Which lines hold the string "black"? Copy each of them from the material below.
━━━ Input for this task ━━━
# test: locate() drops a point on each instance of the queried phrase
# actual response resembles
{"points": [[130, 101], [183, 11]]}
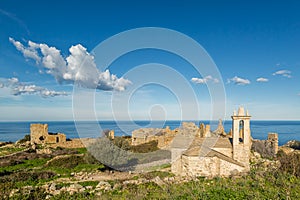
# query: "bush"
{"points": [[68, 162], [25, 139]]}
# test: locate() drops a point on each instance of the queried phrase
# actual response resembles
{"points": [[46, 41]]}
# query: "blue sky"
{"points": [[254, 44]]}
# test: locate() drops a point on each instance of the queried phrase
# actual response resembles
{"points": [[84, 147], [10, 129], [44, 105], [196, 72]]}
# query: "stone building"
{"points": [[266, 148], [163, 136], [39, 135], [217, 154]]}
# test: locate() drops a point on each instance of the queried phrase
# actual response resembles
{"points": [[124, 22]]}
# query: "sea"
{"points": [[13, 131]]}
━━━
━━━ Input for this task ━━━
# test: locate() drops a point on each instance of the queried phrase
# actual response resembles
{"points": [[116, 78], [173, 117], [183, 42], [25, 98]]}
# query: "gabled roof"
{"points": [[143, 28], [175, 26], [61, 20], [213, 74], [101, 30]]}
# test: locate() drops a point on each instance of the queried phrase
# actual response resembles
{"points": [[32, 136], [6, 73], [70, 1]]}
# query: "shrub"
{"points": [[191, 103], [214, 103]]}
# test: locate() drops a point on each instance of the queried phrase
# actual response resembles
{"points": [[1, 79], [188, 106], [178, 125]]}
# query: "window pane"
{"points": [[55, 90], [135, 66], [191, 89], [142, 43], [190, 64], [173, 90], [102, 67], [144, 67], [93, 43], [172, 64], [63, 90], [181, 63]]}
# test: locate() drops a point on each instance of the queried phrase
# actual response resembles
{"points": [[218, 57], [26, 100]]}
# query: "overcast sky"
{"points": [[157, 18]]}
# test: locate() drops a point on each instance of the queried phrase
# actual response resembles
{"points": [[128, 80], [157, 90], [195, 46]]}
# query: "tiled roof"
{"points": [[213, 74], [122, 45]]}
━━━
━━━ Input for this task ━━━
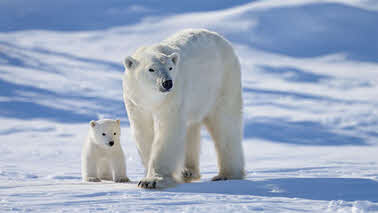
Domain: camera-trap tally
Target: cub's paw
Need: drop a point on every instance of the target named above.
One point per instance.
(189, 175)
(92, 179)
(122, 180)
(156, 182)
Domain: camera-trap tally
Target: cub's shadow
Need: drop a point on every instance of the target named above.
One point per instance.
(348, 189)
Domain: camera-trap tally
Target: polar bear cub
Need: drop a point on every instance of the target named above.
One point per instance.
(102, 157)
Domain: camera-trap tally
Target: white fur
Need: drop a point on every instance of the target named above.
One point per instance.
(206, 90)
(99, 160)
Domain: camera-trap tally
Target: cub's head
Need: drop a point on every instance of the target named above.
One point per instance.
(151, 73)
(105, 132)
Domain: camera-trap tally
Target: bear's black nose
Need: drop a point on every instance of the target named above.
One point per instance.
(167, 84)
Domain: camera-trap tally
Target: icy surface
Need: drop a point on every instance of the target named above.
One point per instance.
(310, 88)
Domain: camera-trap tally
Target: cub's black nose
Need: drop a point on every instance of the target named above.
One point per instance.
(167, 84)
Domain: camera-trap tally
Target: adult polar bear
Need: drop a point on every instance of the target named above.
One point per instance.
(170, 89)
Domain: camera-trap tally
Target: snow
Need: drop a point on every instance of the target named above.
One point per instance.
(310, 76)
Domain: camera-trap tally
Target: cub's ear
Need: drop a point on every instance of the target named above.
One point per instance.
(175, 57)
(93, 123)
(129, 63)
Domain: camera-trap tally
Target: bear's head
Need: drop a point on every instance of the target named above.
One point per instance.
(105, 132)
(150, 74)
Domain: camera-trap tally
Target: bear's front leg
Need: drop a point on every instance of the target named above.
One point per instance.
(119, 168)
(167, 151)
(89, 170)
━━━
_Task output_
Target: bear's black nose
Target: cub's black nose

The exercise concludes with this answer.